Data shown:

-*-*-

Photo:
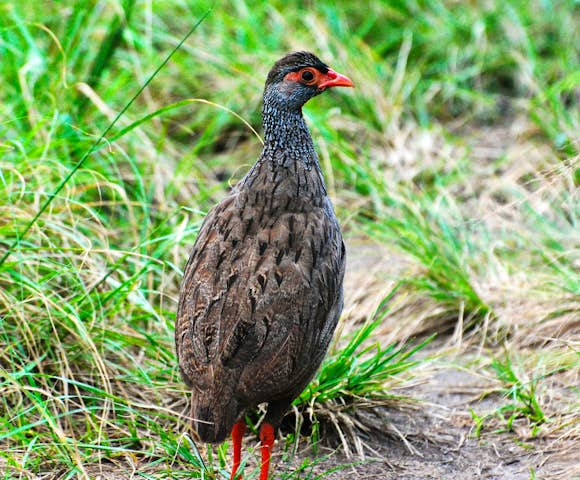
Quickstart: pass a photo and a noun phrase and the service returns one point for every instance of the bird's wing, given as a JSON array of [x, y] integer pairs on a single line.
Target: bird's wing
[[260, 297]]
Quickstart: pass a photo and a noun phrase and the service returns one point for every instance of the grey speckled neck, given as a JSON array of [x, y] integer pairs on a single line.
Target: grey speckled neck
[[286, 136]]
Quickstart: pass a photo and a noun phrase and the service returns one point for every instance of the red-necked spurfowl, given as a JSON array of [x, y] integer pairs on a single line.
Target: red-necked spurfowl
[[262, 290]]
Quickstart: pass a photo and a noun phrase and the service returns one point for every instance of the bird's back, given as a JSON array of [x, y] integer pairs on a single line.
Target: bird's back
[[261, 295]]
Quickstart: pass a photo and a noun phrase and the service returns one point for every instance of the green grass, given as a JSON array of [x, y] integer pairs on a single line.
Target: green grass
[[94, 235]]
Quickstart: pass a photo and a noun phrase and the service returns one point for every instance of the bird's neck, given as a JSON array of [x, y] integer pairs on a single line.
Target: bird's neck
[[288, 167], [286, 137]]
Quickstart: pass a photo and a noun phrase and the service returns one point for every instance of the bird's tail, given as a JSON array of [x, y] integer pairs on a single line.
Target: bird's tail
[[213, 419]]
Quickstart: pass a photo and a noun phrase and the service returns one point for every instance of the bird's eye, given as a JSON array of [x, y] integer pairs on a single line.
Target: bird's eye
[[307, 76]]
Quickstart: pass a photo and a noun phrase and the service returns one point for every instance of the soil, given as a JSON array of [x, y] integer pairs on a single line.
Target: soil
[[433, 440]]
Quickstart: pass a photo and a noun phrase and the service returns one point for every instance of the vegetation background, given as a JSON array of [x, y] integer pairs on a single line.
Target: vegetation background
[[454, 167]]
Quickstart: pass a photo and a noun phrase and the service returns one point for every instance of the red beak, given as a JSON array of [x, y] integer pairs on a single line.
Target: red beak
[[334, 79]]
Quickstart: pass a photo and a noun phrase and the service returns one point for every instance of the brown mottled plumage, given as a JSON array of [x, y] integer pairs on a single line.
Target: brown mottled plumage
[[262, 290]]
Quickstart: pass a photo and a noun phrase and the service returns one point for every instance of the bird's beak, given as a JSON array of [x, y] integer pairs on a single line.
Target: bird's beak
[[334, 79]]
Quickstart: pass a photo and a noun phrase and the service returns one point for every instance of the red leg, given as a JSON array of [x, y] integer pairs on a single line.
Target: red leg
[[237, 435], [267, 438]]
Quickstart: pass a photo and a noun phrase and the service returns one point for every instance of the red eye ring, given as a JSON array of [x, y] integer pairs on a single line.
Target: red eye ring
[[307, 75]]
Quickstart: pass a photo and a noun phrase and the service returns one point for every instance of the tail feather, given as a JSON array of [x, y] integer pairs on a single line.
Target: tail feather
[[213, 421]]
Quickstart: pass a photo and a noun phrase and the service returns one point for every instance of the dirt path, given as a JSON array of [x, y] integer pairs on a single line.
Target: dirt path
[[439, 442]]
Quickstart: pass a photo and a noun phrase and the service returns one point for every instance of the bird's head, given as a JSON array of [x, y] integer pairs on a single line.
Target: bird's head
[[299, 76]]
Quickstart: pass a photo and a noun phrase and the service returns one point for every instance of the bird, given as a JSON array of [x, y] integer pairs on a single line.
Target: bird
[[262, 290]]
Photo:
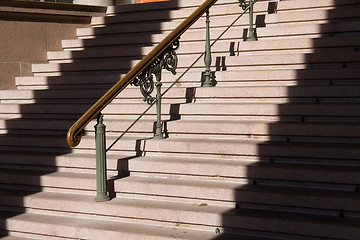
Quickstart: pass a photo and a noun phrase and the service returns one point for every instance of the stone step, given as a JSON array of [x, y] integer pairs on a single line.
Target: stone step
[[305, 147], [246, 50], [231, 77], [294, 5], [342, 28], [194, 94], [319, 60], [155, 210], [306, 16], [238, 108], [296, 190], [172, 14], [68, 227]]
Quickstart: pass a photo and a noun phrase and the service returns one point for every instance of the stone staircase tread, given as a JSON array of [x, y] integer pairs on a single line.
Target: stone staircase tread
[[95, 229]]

-*-*-

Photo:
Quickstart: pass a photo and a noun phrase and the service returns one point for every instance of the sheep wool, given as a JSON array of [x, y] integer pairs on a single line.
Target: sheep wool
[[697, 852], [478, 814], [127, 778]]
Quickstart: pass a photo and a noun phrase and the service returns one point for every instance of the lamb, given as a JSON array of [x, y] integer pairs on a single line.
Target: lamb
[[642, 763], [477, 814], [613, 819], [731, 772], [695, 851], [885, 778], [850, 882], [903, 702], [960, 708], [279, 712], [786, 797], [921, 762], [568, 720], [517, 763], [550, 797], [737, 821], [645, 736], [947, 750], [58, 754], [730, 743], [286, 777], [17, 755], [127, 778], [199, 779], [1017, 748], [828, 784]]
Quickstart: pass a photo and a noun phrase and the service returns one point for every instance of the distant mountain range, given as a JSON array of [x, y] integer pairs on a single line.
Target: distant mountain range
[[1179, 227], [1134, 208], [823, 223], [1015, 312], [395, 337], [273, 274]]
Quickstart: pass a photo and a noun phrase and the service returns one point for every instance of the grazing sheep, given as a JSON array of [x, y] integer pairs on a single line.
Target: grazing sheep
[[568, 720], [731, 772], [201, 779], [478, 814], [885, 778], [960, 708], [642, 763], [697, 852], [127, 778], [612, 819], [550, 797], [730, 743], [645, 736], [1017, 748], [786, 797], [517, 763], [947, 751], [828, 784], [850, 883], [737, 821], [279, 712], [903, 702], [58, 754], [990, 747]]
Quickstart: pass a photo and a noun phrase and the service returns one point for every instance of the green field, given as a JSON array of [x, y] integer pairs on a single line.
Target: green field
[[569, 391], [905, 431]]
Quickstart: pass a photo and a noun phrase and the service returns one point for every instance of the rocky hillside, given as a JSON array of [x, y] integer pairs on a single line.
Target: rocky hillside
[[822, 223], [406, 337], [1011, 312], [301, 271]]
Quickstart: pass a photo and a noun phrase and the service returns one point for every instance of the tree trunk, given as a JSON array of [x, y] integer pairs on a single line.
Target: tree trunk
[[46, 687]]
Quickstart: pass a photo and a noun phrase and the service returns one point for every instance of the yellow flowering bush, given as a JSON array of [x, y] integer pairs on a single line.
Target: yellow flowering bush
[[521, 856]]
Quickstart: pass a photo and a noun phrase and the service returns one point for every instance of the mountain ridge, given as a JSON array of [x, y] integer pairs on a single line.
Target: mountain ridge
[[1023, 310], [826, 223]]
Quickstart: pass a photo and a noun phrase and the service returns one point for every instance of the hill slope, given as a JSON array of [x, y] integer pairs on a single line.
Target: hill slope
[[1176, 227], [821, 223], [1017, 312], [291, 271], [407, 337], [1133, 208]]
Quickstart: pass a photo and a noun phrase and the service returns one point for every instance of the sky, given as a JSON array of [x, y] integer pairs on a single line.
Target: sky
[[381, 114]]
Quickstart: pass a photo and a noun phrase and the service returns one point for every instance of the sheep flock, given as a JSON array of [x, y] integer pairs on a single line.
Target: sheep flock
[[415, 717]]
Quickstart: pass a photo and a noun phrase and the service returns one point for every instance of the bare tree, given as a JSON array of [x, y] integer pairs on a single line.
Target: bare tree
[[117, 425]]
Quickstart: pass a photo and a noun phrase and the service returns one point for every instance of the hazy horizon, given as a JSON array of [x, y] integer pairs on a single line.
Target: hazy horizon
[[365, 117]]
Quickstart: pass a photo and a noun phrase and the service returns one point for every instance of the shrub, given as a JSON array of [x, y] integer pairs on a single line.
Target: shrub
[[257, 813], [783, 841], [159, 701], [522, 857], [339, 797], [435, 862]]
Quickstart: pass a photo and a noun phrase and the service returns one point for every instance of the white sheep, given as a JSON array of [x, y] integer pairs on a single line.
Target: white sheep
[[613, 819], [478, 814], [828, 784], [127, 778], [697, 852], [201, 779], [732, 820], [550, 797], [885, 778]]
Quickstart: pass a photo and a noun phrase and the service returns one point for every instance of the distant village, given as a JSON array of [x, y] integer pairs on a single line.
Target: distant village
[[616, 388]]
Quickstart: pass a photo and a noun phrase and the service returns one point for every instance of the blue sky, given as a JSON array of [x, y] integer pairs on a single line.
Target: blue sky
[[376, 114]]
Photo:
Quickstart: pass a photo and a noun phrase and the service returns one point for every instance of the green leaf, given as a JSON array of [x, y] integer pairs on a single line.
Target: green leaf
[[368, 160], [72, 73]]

-*-*-

What to produce: The lines above from the one containing "sheep wool, given" through the one containing "the lamb, given" are to be set down exactly, and no others.

Answer to the problem:
Quickstart: pass a photo and a noun phrase and the service returns one point for every instance of the sheep wool, given as a JSON array of [x, y] integer pairs on a single line.
Target: sheep wool
[[697, 852], [478, 814], [127, 778]]
Quickstart: pass a photo and a noun phrase and the service returns one point for every instance of the lamb, given as a JSON array of [x, y] integer pairs on a single line.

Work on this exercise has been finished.